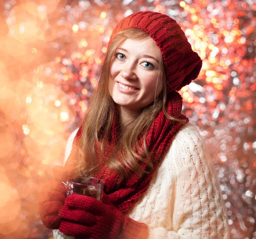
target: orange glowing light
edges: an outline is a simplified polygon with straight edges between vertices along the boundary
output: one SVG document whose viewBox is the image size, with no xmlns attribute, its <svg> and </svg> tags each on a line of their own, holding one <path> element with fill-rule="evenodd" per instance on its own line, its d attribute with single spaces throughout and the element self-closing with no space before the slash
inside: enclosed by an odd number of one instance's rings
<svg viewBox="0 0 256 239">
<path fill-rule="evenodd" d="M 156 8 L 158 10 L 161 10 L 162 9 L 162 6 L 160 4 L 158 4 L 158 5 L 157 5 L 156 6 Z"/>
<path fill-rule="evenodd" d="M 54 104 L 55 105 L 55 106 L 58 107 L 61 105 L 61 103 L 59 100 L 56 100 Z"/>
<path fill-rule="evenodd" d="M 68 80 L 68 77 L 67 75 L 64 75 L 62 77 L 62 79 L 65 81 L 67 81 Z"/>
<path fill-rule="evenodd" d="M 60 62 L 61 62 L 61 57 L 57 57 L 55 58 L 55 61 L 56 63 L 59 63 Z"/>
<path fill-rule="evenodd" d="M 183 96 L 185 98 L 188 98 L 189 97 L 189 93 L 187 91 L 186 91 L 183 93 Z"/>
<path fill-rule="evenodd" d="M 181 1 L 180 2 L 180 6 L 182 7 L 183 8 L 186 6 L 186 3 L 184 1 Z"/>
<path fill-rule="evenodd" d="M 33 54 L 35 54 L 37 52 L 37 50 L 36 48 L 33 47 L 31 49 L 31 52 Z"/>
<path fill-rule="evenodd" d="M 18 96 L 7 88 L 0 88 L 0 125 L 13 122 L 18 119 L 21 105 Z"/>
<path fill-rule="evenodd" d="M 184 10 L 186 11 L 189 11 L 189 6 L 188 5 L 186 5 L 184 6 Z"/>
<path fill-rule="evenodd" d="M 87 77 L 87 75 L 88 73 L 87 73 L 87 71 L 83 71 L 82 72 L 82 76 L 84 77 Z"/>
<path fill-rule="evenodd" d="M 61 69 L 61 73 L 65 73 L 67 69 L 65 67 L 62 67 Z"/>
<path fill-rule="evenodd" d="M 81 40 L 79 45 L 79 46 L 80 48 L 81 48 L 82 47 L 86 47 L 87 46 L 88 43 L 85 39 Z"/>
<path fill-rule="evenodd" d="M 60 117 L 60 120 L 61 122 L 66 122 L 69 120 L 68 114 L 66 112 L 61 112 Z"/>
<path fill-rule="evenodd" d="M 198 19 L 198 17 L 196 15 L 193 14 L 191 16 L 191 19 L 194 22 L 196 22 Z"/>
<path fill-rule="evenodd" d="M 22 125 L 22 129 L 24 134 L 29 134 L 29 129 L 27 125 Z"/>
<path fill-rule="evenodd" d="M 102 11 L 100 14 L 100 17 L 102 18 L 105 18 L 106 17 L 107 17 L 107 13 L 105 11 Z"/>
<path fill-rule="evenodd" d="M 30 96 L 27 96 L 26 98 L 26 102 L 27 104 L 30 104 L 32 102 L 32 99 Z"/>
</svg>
—————
◆ **Work required**
Render the records above as a JSON list of strings, one string per line, beginning with the first line and stopping after the line that contains "60 117 L 60". Leave out blank lines and the pictures.

◆ **Output below**
[
  "target: orange glowing light",
  "edges: an outline is a simplified polygon with straight edges between vertices along the boundary",
  "output: one SVG document whose viewBox is the image size, with no xmlns attribute, its <svg> and </svg> tags each on a line of their own, holding one <path> element with fill-rule=\"evenodd\" per instance on its own line, its d attribute with single spaces throughout and the element self-closing with no space before the slash",
  "inside: enclosed by an odd number of one instance's rings",
  "<svg viewBox=\"0 0 256 239\">",
  "<path fill-rule=\"evenodd\" d=\"M 156 8 L 158 10 L 161 10 L 162 9 L 162 6 L 160 4 L 158 4 L 158 5 L 157 5 L 156 6 Z\"/>",
  "<path fill-rule=\"evenodd\" d=\"M 54 104 L 55 105 L 55 106 L 58 107 L 61 105 L 61 103 L 59 100 L 56 100 Z\"/>",
  "<path fill-rule=\"evenodd\" d=\"M 68 80 L 68 77 L 67 75 L 64 75 L 62 77 L 62 79 L 65 81 L 67 81 Z\"/>",
  "<path fill-rule=\"evenodd\" d=\"M 60 62 L 61 62 L 61 57 L 57 57 L 55 58 L 55 61 L 56 63 L 59 63 Z\"/>",
  "<path fill-rule=\"evenodd\" d=\"M 183 96 L 185 98 L 188 98 L 189 97 L 189 93 L 187 91 L 186 91 L 183 93 Z\"/>",
  "<path fill-rule=\"evenodd\" d=\"M 181 1 L 180 2 L 180 6 L 182 7 L 183 8 L 186 6 L 186 3 L 184 1 Z\"/>",
  "<path fill-rule=\"evenodd\" d=\"M 33 54 L 35 54 L 37 52 L 37 50 L 36 48 L 33 47 L 31 49 L 31 52 Z\"/>",
  "<path fill-rule=\"evenodd\" d=\"M 18 96 L 7 88 L 0 88 L 0 125 L 13 122 L 18 119 L 21 105 Z\"/>",
  "<path fill-rule=\"evenodd\" d=\"M 184 10 L 186 11 L 189 11 L 189 6 L 188 5 L 186 5 L 184 6 Z\"/>",
  "<path fill-rule=\"evenodd\" d=\"M 87 77 L 87 75 L 88 73 L 87 73 L 87 71 L 83 71 L 82 72 L 82 76 L 84 77 Z\"/>",
  "<path fill-rule=\"evenodd\" d=\"M 61 69 L 61 73 L 65 73 L 67 69 L 65 67 L 62 67 Z\"/>",
  "<path fill-rule=\"evenodd\" d=\"M 81 40 L 79 45 L 79 46 L 80 48 L 81 48 L 82 47 L 86 47 L 87 46 L 88 43 L 85 39 Z\"/>",
  "<path fill-rule=\"evenodd\" d=\"M 60 117 L 60 120 L 61 122 L 66 122 L 69 120 L 68 114 L 66 112 L 61 112 Z\"/>"
]